Stored items:
╭──

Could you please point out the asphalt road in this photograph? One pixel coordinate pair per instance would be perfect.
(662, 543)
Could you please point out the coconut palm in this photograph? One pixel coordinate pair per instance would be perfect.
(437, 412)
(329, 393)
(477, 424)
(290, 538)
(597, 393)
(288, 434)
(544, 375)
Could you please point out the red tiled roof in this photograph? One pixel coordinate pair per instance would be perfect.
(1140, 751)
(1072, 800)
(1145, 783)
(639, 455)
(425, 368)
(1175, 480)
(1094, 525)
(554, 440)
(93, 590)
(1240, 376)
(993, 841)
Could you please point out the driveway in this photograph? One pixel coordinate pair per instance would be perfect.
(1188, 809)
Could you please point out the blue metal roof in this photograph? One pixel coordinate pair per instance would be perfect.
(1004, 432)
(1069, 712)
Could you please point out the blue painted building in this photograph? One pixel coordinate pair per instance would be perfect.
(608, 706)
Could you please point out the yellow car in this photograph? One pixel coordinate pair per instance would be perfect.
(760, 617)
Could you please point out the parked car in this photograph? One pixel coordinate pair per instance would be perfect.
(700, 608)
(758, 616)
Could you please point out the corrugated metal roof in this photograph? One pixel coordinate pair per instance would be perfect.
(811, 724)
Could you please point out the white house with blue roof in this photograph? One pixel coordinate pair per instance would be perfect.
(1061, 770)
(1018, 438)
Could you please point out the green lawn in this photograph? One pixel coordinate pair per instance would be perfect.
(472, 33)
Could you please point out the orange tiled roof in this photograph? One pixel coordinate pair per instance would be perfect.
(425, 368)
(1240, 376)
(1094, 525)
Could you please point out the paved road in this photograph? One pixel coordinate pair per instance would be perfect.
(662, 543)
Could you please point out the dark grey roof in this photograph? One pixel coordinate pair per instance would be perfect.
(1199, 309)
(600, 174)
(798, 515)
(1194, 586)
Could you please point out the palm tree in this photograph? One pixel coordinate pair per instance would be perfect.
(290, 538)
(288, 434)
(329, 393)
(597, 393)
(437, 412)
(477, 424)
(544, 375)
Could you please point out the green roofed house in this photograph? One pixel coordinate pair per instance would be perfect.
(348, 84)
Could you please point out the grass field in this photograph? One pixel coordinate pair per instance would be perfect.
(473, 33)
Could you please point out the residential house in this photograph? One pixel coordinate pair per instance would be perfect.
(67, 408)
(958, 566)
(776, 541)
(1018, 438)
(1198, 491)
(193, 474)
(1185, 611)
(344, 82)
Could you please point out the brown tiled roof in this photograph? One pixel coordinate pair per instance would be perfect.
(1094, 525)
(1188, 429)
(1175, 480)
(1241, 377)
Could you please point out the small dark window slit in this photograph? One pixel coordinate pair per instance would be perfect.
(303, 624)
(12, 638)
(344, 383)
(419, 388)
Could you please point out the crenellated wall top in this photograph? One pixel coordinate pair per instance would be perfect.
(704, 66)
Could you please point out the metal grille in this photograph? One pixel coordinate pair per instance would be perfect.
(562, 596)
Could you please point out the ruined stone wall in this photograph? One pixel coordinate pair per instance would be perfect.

╰──

# [Short task]
Copy out all the entries shown above, character for character.

# [Exercise result]
Could you please point out the asphalt road in this photograph? One pixel coordinate pair per instance would be perfect.
(662, 543)
Could you please point out the coconut palm in this photograph? One pixel coordinate pair per instance would be perfect.
(437, 412)
(329, 393)
(477, 424)
(290, 538)
(597, 393)
(288, 434)
(544, 375)
Could you please point out the red tiled roof in this photograph? One pixel coordinate pair per instance would be perfect.
(1140, 751)
(1072, 800)
(1145, 783)
(639, 455)
(425, 368)
(1175, 480)
(1094, 525)
(554, 440)
(93, 590)
(1240, 376)
(993, 841)
Could you please point out the driveway in this photograph? One pixel coordinate pair per instance would be perfect.
(1188, 809)
Could you please point out the blue metal roof in this photograph? One pixel coordinate pair per instance would be perfect.
(1004, 432)
(1069, 712)
Could you please point out the blue painted building in this photograph? One pixel coordinate pair per instance would be perfect.
(608, 706)
Could you please point out the yellow car in this photograph? One pixel coordinate pair per instance would be perfect.
(760, 617)
Could you please point out the parked car in this photograph? One pixel coordinate pair per instance would be perfect.
(700, 608)
(758, 616)
Could you please point out the corrugated metal roof in this photograph? One pixel coordinate pair per instance would be perfect.
(811, 724)
Could you please point out the white house with blue roof in this photograph? One pixel coordinate pair per instance would be perfect.
(1061, 770)
(1018, 438)
Could you please point out the green lawn in this photograph? One pixel coordinate pair per instance would be perfect.
(472, 33)
Could you please point out the orange tiled roof in this photograph? One pixel coordinate pair per instance would be perfect.
(425, 368)
(1240, 376)
(1094, 525)
Could you please point out the paved road in this photograph? One pixel coordinate pair per instance would be perfect.
(662, 543)
Could you please point out the dark grey roof in this photograph? One pixel coordinate pair per instance would be perfect.
(1199, 309)
(600, 174)
(798, 515)
(1194, 586)
Could you please point out the palm tree in this photograph? One pixel coordinate pair per instance would be perfect.
(290, 538)
(288, 434)
(329, 393)
(597, 393)
(437, 412)
(477, 424)
(544, 375)
Could you please point out the green roofed house in this photograph? One pixel coordinate pair per instance would be perfect.
(348, 84)
Could you please point out the grass field in this photograph? One pixel coordinate pair per instance would be perfect.
(473, 33)
Could you please point out the residential house in this photograph? One pixel coordinate pair per instance would be perfect.
(67, 408)
(958, 566)
(776, 541)
(1018, 438)
(1198, 491)
(193, 474)
(1185, 611)
(344, 82)
Could you please point out the brown tiled roof in this photograph? One pixel coordinate pair per instance would be perfect.
(1094, 525)
(1188, 429)
(1175, 480)
(1241, 377)
Could you please point out the small dark window slit in this photograph? One pixel coordinate pair per instance would be perfect.
(303, 624)
(12, 638)
(344, 383)
(419, 388)
Could you please point out the crenellated wall top in this photograph? One pixel coordinate pair per instance would be perfect.
(704, 66)
Could you please point out the metal grille in this photograph? One pixel coordinate pair per instance would be perfect.
(562, 596)
Could you please point out the ruined stone wall in this photograph? One pixel coordinate pair per instance would be perfect.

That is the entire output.